(Saved entries):
++++++++

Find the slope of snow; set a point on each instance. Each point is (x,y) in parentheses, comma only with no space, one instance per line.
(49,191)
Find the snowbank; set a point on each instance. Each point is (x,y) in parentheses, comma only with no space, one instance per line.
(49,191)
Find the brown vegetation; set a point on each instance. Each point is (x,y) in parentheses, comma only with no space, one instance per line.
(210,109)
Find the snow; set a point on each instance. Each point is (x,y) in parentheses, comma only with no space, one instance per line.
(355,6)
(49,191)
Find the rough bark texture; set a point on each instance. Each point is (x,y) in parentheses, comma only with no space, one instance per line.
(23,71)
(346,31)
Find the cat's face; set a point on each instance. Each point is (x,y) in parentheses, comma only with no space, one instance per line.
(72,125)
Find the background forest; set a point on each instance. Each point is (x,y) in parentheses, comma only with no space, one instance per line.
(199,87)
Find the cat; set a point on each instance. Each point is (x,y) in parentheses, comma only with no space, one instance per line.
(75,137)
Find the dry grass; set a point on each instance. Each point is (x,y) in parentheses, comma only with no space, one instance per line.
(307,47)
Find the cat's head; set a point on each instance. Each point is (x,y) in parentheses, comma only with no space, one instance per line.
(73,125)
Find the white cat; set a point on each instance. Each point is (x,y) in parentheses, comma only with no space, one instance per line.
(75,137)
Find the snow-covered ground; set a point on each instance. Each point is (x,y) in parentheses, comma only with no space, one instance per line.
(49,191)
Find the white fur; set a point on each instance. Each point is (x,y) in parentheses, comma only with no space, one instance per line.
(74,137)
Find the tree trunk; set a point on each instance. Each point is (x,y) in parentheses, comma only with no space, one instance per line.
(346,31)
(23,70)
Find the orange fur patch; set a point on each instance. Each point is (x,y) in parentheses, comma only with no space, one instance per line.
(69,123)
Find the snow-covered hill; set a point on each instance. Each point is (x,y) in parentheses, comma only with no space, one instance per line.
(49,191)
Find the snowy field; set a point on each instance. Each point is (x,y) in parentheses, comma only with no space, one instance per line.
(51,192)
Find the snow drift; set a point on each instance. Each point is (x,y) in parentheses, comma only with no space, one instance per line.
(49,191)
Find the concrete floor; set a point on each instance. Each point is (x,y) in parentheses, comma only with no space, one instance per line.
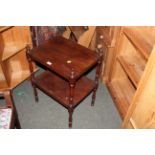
(48,114)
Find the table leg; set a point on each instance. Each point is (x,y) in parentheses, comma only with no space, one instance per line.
(32,75)
(71,95)
(70,111)
(9,100)
(96,79)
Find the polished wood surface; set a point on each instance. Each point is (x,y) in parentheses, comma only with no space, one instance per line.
(59,88)
(63,55)
(66,63)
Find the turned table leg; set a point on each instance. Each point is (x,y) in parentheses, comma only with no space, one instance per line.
(32,74)
(9,100)
(97,77)
(71,95)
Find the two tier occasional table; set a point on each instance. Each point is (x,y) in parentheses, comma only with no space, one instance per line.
(65,64)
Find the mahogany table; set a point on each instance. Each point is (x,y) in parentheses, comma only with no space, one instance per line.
(66,62)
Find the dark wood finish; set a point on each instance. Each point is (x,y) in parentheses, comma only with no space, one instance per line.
(60,90)
(7,94)
(66,62)
(32,76)
(64,55)
(77,31)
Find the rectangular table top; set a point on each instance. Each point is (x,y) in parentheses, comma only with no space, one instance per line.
(65,57)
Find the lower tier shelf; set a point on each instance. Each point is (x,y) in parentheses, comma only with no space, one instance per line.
(56,87)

++++++++

(Problem to solve): Before handing back the copy, remove the pictures; otherwise print the data exactly.

(Answer to this task):
Find the slope of snow; set a point on each instance. Each point is (x,y) in parentheses, comma only with no space, one instance per line.
(49,191)
Find the snowbank; set a point on each instance. Each point is (x,y) in parentheses, comma only with no space, one instance per line.
(49,191)
Find the brown vegetation; set a point on each instance. Each point is (x,y) in parentheses, comma only with no space, one instance per line.
(210,109)
Find the snow; set a point on each instance. Each point is (x,y) in parentheses, comma only with no space, one instance per line.
(355,6)
(49,191)
Find the rough bark texture; set a point on each instance. Each point is (x,y) in parentheses, comma only with no space, one instance per line.
(23,71)
(346,31)
Find the cat's face; set a point on each instance. Each point is (x,y) in parentheses, comma only with no space, one instance per line.
(72,125)
Find the background forest; set a point on each instance. Each point is (x,y) in parentheses, comma only with no space, one instance per line.
(199,87)
Find the cat; set a point on each instance. Each point is (x,y) in parentheses, comma only with no space, one instance per line.
(75,137)
Find the dry grass; set a point on each instance. Each point is (x,y) in parentheses, comma only with no space, one instance per line.
(307,47)
Find the cat's head; set a point on each instance. Each point is (x,y) in parentheses, comma only with no space, one instance per line.
(73,125)
Find the white cat; set a point on each instance. Each point is (x,y) in parentheses, comma only with no space, one instance per line.
(75,137)
Find the snow-covered ground; set a point on each instance. Each point is (x,y) in parentheses, comma only with no space, one instance per line.
(49,191)
Find the white fur; set a point on each instance. Each point is (x,y) in parentheses, comma only with no space, one instance per line.
(74,137)
Find the tree trunk; set a point on each instance. Each point is (x,y) in parentheses, comma only with no space, one instance per line.
(346,31)
(23,70)
Find the orange fur patch; set a point on each instance. Each point is (x,y) in parentheses, comma only with no space, one instance per line.
(69,123)
Find the snow-covered hill; set a point on each instance. Each point is (x,y) in parentheses, comma only with no space, one instance per line.
(49,191)
Find the snowy field; set a point on each instance. Each point is (x,y) in parentheses, comma only with no space, one instance per line.
(51,192)
Find the snow drift; set a point on each instance. Each point is (x,y) in parentheses, comma only with no space, one instance per line.
(49,191)
Find the concrete floor; set a point on each instance. Each point is (x,y) in parentheses, comma only with no space, one instance per line.
(48,114)
Find the table leg; set a point on each instance. Each point is (x,y) in parentheses, comma only with no space, one instance per line.
(32,75)
(71,95)
(70,111)
(9,100)
(96,79)
Find the polished wood surface; set a point on each instance. Each point is (x,y) in parentheses, comma only with no space, one instance per line.
(59,88)
(63,55)
(66,63)
Find the turned table leg; set a point on each instance. Each point is (x,y) in parentheses, comma only with no space, one instance per line.
(32,74)
(9,100)
(97,77)
(71,95)
Find the two tier occasional table; set a point on each instance. Each point is (x,y) in parentheses, comma only with no space, one instance per line.
(65,64)
Find the mahogany table; set a point on each instance. Each point is (x,y) in parentheses, comma only with no space, one instance per line.
(66,62)
Find the dark wood finish; set a point on each instance. Each point is (x,y) in parentheses, comma only with no space, one instance per line.
(60,90)
(7,94)
(66,62)
(32,76)
(64,55)
(77,31)
Find the rectangular table top; set a point on each instance. Each point is (x,y) in parentheses, comma only with no space, one instance per line.
(65,57)
Find the lower tier shelf; set a point on each instance. Each point is (x,y) in parentheses, comma only with no space, one instance per line.
(56,87)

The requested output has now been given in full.